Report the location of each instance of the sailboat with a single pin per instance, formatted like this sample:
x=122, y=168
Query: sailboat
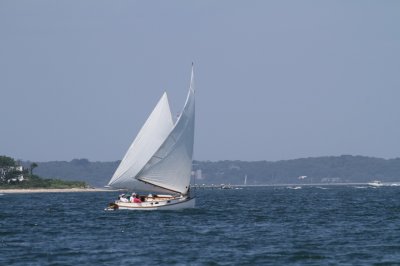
x=159, y=160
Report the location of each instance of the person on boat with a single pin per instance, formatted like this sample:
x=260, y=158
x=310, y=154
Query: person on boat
x=132, y=198
x=122, y=198
x=137, y=199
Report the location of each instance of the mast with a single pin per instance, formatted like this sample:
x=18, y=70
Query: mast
x=170, y=167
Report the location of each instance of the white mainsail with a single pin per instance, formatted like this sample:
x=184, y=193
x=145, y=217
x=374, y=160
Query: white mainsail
x=150, y=137
x=166, y=164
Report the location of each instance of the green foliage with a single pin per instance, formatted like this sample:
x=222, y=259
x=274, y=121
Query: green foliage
x=36, y=182
x=33, y=166
x=345, y=168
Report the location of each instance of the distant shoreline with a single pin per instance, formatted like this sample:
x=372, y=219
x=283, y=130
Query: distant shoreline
x=53, y=190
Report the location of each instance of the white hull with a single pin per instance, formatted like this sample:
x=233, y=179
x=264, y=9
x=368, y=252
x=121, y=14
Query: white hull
x=172, y=204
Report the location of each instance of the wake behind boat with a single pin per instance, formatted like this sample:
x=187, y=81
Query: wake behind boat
x=159, y=161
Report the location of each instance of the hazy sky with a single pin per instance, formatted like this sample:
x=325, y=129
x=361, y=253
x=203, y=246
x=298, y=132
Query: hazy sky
x=275, y=79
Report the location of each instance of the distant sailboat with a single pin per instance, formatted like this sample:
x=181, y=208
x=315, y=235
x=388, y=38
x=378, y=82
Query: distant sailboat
x=159, y=161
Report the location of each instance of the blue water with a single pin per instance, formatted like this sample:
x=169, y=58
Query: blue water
x=251, y=226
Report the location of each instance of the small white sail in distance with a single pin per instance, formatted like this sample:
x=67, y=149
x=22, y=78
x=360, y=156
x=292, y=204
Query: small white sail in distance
x=166, y=164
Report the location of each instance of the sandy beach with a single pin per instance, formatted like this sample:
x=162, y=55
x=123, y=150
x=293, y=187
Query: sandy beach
x=52, y=190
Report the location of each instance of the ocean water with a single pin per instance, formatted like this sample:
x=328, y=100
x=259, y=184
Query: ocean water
x=250, y=226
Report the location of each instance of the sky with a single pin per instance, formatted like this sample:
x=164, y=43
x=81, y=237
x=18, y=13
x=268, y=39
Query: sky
x=275, y=80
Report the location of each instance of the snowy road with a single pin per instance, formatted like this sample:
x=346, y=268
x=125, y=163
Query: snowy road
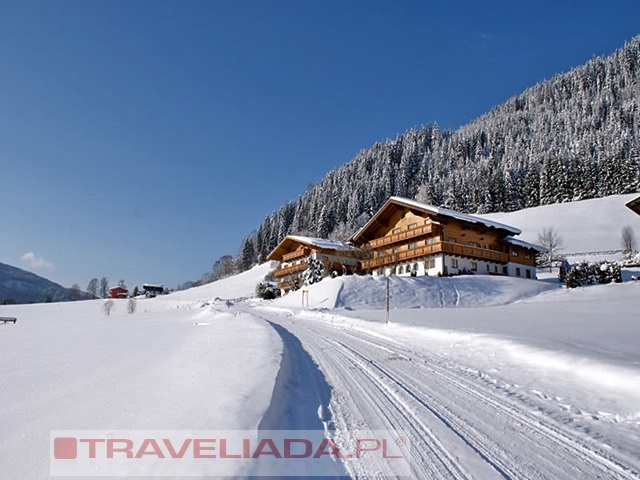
x=459, y=427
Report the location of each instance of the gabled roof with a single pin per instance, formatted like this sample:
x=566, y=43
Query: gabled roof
x=522, y=243
x=320, y=243
x=634, y=205
x=442, y=212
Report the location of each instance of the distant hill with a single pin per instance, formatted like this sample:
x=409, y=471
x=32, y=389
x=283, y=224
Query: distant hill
x=573, y=137
x=20, y=286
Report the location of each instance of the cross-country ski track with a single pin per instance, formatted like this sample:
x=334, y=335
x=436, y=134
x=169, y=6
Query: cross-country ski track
x=459, y=425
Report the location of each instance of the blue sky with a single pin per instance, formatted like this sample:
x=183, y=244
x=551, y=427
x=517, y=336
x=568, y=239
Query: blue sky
x=142, y=140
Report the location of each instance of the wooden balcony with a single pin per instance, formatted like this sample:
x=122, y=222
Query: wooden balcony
x=399, y=237
x=283, y=272
x=303, y=252
x=435, y=248
x=475, y=252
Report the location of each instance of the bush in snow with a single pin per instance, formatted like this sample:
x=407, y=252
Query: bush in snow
x=265, y=291
x=314, y=272
x=131, y=305
x=107, y=306
x=584, y=273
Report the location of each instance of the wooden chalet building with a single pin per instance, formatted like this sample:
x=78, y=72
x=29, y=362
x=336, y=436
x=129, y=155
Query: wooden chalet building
x=634, y=205
x=118, y=292
x=294, y=253
x=406, y=237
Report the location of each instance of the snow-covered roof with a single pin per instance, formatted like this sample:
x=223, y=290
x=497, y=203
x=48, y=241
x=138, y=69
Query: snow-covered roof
x=634, y=205
x=522, y=243
x=324, y=243
x=465, y=217
x=445, y=212
x=290, y=241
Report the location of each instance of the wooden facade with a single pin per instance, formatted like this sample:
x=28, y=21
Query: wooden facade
x=408, y=238
x=295, y=252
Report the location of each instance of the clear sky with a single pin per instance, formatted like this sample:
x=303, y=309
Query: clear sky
x=142, y=140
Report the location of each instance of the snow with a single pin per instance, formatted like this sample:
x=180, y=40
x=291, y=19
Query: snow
x=368, y=292
x=70, y=367
x=586, y=226
x=457, y=215
x=324, y=244
x=490, y=377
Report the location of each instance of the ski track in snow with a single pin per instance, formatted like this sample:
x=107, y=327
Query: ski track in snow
□ □ □ □ □
◆ **Prompt**: Everything from the line containing "x=48, y=241" to the end of the data above should be quoted exactly, please, both ends included, and nothing outside that span.

◆ **Written solution**:
x=48, y=241
x=138, y=69
Query: snow-covered roof
x=634, y=205
x=522, y=243
x=324, y=243
x=465, y=217
x=445, y=212
x=290, y=241
Report the location of each instance of the wooden facade with a single pin per instance, formatted like this sample:
x=28, y=21
Query: wooden facade
x=408, y=238
x=295, y=252
Report the location of each instance of the clear sky with a single pin per instance, formatted like this sample:
x=303, y=309
Query: clear sky
x=142, y=140
Report the location of each instance of the snow with a single pin per instance, formatted like this sample:
x=180, y=40
x=291, y=19
Query: snow
x=368, y=292
x=70, y=367
x=586, y=226
x=457, y=215
x=324, y=244
x=490, y=377
Report the location of each instance of the ski track in snow with a single pin per instance, formatted like this sample:
x=107, y=327
Query: ski track in snow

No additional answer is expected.